Problem statement: Reproduce, exactly as they appear, the line containing "Task: indicate the dark" and every line after it, ending with the last line of the records.

The data:
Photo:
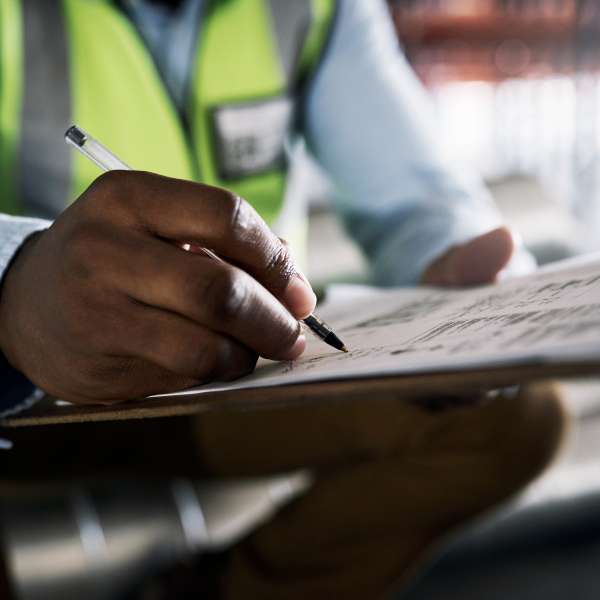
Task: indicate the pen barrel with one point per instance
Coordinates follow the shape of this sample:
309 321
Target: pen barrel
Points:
317 326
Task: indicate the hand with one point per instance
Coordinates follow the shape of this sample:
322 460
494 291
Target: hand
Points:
476 262
104 306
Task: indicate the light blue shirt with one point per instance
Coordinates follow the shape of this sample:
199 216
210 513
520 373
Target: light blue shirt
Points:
370 125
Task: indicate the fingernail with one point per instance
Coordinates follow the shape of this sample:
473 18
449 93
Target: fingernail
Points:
299 297
297 349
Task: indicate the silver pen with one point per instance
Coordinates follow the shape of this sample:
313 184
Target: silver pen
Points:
107 161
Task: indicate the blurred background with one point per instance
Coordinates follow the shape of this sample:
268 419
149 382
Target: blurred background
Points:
515 85
516 89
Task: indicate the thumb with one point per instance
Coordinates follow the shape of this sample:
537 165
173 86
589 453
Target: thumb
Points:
478 261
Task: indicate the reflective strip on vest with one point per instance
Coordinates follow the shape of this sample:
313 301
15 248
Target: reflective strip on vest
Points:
44 159
291 24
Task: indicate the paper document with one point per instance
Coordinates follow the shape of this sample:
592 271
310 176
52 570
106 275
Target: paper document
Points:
552 315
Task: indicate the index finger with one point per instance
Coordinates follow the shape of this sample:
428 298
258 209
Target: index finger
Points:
220 220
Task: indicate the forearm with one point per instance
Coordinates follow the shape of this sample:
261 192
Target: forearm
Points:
16 392
370 125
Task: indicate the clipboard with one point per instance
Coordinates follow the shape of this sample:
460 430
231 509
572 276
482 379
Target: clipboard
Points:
414 387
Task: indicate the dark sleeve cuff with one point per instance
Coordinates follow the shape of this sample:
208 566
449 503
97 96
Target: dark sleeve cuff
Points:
16 391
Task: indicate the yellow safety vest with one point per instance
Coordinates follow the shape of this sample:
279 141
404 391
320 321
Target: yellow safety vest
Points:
82 61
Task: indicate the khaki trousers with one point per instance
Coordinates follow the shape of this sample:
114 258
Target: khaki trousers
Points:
393 478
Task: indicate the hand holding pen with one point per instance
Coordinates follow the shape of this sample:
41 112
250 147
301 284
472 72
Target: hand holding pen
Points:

Response for this exercise:
Task: indicate the dark sleeve cuff with one point per instance
Coordinates follow the shape of this sample:
208 566
449 503
97 96
Target: dark sleeve cuff
Points:
16 391
Task: indicate the yellow safety vest with one point per instance
Coordinates follow the shape of this sample:
279 141
404 391
320 321
Target: yellow safety vest
Points:
82 61
Task: indicate the khaki trousers with one point per instance
Coordinates follow the shape of this sample:
114 258
Target: khaki trousers
Points:
393 478
Task: indicate the hand holding pen with one point per instance
Coordinates follow the shape of this sample:
41 112
250 147
301 284
472 72
Target: hand holding pen
Points:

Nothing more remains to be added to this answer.